EXCERPT PROVIDED:
----------------------------------------

Offensive Player of the Year: Somehow, this award doesn’t just get handed out to the MVP, who has been an offensive player ever since 1986, when Lawrence Taylor terrified the league. How is the most valuable player not also the best offensive player? This award is stupid.

Defensive Player of the Year: This one really exposes how crazy these award categories are in the first place. Unlike in baseball or basketball, where the players all perform similar tasks—hit the ball, put the ball in the hoop—football is broken down into narrow specializations that can’t really be compared, and which all matter a lot and are for the most part dependent upon each other. Manning is the best quarterback, but does that really make him more valuable than the best left tackle, or the best safety? How do you quantify the relative merits of a middle linebacker line Carolina’s Luke Kuechly, a defensive end like St. Louis’s Robert Quinn, or a defensive back like Seattle’s Earl Thomas? What’s the point of trying in the first place? This award is stupid too.

----------------------------------------

INFORMATION SUPPLIED:
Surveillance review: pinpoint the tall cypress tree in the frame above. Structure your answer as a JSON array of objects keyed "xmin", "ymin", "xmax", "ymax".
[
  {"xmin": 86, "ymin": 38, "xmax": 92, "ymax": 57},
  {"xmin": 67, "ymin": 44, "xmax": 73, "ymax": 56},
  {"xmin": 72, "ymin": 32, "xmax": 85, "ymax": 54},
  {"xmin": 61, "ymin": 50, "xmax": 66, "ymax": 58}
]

----------------------------------------

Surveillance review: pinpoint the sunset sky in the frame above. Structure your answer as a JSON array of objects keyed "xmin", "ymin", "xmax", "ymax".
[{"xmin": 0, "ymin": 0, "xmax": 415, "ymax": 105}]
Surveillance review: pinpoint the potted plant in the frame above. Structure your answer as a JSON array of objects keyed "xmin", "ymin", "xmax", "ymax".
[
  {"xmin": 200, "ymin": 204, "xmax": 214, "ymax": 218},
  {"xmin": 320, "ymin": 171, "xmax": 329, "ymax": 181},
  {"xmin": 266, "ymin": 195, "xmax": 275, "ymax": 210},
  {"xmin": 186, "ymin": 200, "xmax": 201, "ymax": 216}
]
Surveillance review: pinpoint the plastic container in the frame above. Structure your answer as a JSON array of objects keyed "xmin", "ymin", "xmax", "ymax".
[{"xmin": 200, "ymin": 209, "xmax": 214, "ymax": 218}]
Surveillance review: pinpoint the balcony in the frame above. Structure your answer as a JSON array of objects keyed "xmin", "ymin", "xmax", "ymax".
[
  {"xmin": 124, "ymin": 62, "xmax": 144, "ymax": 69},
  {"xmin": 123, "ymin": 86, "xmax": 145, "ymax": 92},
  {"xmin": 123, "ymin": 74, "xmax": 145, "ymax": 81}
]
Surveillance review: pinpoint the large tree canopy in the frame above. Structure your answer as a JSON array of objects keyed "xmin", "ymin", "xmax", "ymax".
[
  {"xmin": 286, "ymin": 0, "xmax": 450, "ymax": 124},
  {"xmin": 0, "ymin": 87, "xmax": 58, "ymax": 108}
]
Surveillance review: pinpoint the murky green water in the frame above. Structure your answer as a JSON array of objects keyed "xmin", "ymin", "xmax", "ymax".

----------------------------------------

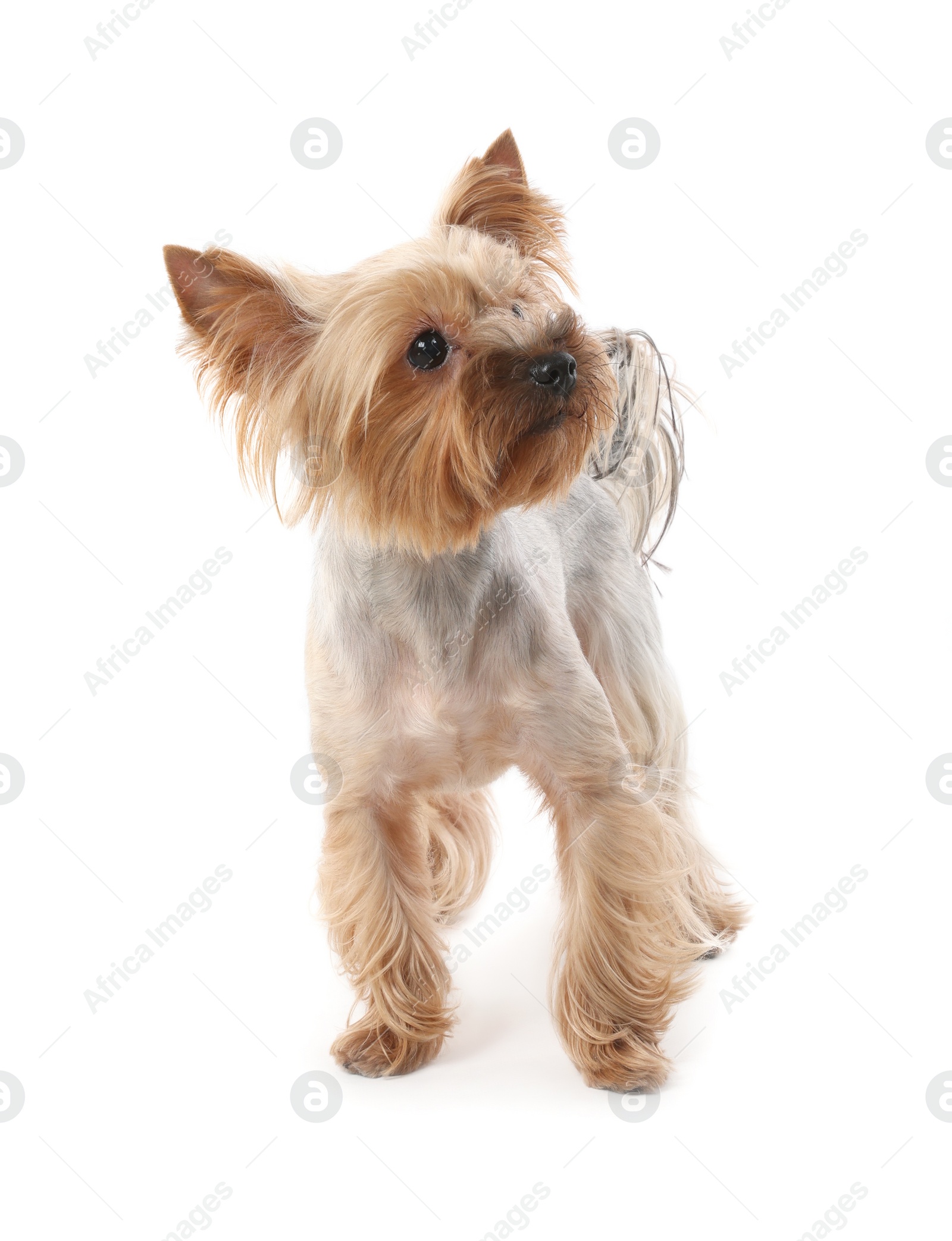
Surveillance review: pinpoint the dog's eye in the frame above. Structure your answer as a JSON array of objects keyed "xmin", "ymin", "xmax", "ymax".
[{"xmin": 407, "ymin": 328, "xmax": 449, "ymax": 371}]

----------------------------------------

WORK INSTRUCTIONS:
#1 Translate this sentence from the piece on football awards into Spanish: "Manning is the best quarterback, but does that really make him more valuable than the best left tackle, or the best safety?"
#2 Extend the piece on football awards by writing what comes after its final sentence.

SOLVED PROBLEMS:
#1 Manning es el mejor mariscal de campo, pero ¿eso realmente lo hace más valioso que el mejor tackle izquierdo, o que el mejor safety?

#2
Offensive Rookie of the Year: The rookie-related fields are usually less crowded than their grown-up cousins—in this case, the award will like go to Eddie Lacy, the workhouse of the plodding Aaron Rodgers–less Packers offense, or Keenan Allen, a key cog in the not-plodding-at-all Chargers passing attack. If I had a vote, it’d go to Allen based on pure .GIF-generating quality.

Defensive Rookie of the Year: According to most NFL writers who make it their business to predict such things, Jets defensive lineman Sheldon Richardson is the favorite here, and Sheldon Richardson agrees. So, sure.

Coach of the Year: The best coach in the league is Bill Belichick, but this award is actually for coaches who had a surprising amount of success, so it should go to Ron Rivera, who was hated by some Carolina fans a few months ago but is now leading what’s probably the best Panthers team in franchise history.

Comeback Player of the Year: Honestly, I don’t understand what this award is for. It certainly makes sense when a player returns from a horrific injury (like when Peyton Manning won it last year) or gets out of prison (Michael Vick won it in 2010), but without such an obvious candidate this season’s CPOY might fall to, say, Philip Rivers, who is “coming back” from being perplexingly and uncharacteristically shitty last year. So, not exactly a celebration of the triumph of the human spirit.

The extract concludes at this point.